[Assignment] Go through the entries below. Copy each line in which "flap" appears.

---------- Excerpted data ----------

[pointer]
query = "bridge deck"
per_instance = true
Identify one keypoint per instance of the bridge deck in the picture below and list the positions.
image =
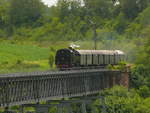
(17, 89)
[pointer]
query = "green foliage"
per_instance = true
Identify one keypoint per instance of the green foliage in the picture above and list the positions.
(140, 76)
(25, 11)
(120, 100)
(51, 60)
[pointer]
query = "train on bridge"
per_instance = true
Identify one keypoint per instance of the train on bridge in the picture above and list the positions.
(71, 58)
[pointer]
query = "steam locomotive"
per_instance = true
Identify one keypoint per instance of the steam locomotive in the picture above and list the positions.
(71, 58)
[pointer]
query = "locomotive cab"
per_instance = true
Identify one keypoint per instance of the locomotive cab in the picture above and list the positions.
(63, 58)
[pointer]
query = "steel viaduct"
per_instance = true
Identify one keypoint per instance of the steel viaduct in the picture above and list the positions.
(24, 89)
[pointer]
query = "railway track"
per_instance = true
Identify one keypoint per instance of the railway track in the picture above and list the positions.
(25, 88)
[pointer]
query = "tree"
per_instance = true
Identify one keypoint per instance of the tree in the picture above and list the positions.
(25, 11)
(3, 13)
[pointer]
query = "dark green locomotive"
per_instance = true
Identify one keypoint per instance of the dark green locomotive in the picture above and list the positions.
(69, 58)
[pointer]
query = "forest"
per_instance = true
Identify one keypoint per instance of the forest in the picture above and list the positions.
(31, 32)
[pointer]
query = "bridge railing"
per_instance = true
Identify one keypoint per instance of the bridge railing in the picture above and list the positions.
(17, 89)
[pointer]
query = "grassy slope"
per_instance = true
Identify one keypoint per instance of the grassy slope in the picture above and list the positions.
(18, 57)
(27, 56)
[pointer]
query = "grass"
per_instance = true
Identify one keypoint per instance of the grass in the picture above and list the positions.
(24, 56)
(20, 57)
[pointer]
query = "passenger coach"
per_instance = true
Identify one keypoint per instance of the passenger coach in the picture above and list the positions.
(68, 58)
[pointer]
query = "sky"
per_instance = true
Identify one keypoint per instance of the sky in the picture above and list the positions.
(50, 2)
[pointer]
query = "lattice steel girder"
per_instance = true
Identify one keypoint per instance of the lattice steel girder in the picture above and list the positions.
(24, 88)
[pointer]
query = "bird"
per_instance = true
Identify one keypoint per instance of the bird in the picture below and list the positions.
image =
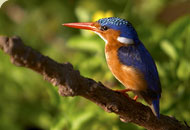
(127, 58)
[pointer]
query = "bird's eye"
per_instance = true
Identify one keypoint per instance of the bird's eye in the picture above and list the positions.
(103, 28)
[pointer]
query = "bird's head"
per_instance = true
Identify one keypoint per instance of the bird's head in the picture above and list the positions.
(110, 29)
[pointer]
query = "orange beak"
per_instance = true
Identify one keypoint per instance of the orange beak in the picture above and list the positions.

----------
---------- Excerpted data ----------

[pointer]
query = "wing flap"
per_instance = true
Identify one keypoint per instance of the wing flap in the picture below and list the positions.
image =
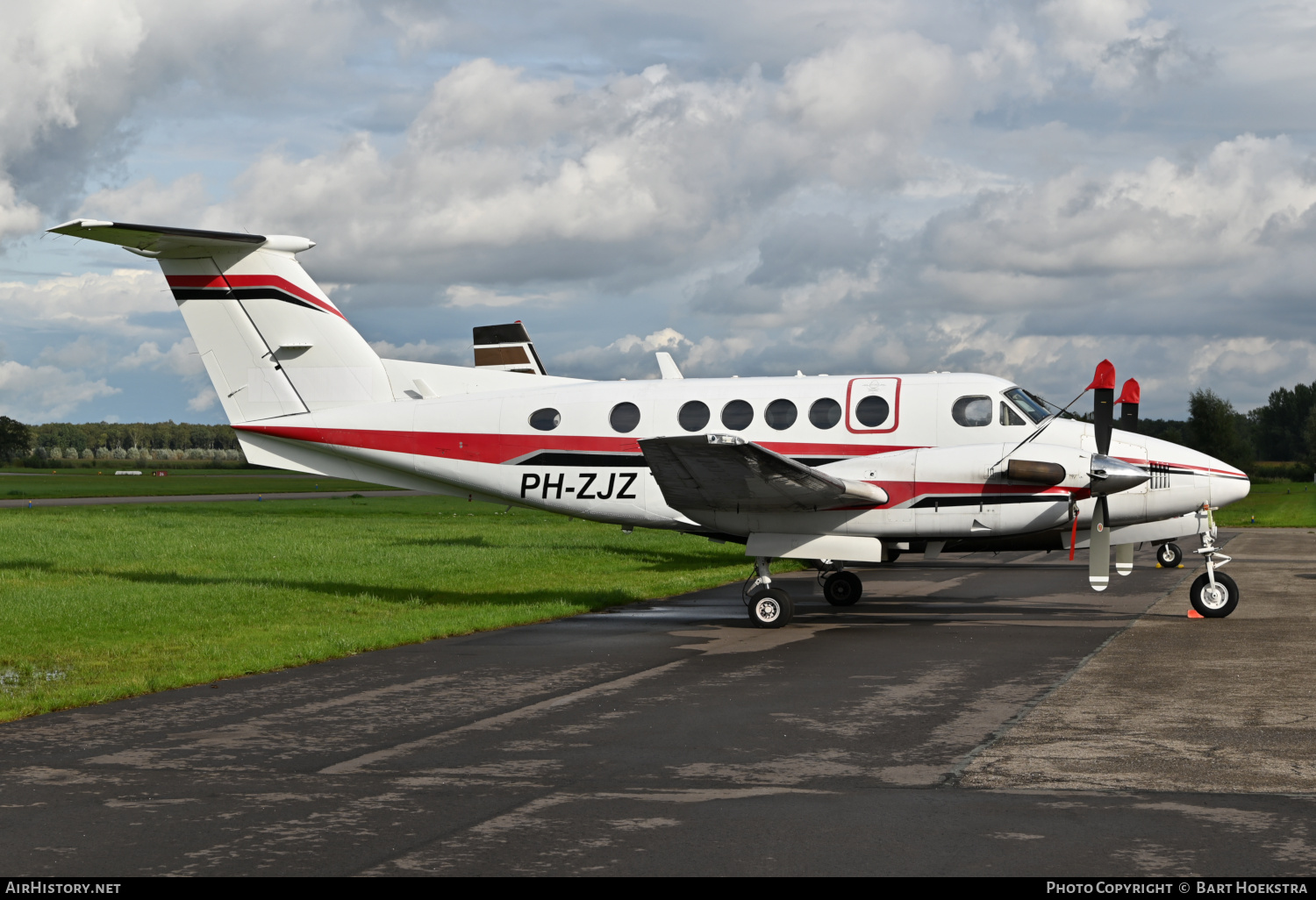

----------
---------- Excerpted data ----------

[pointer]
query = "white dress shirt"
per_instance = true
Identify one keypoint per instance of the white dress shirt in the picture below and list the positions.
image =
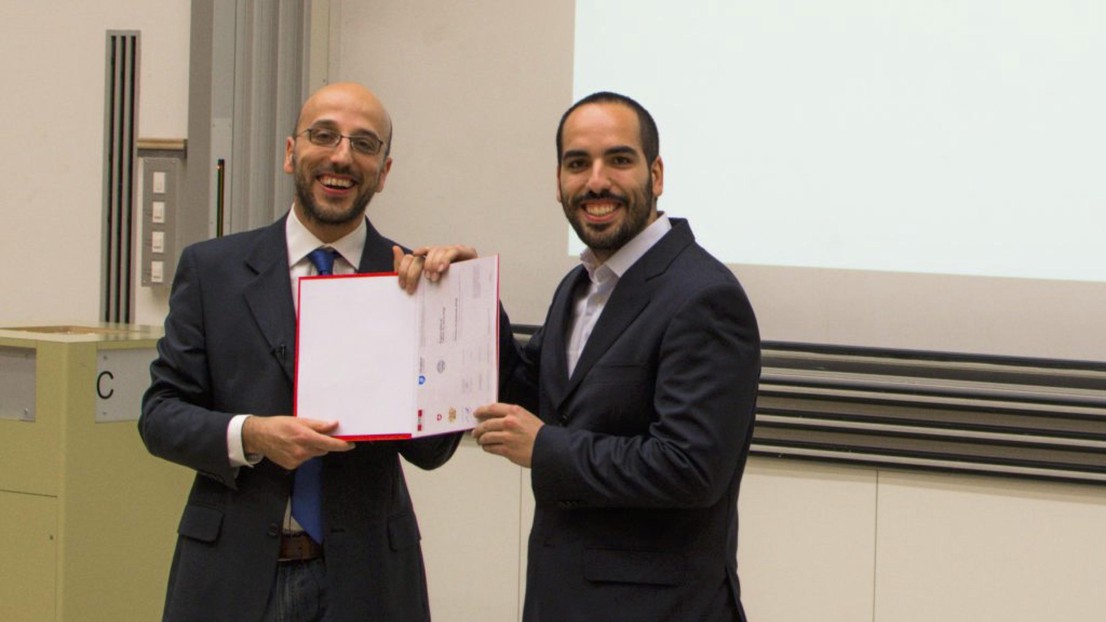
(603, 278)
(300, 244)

----------

[Output for this task]
query = "wing flap"
Identify one keypoint per instance of the wing flap in the picture below and list the positions.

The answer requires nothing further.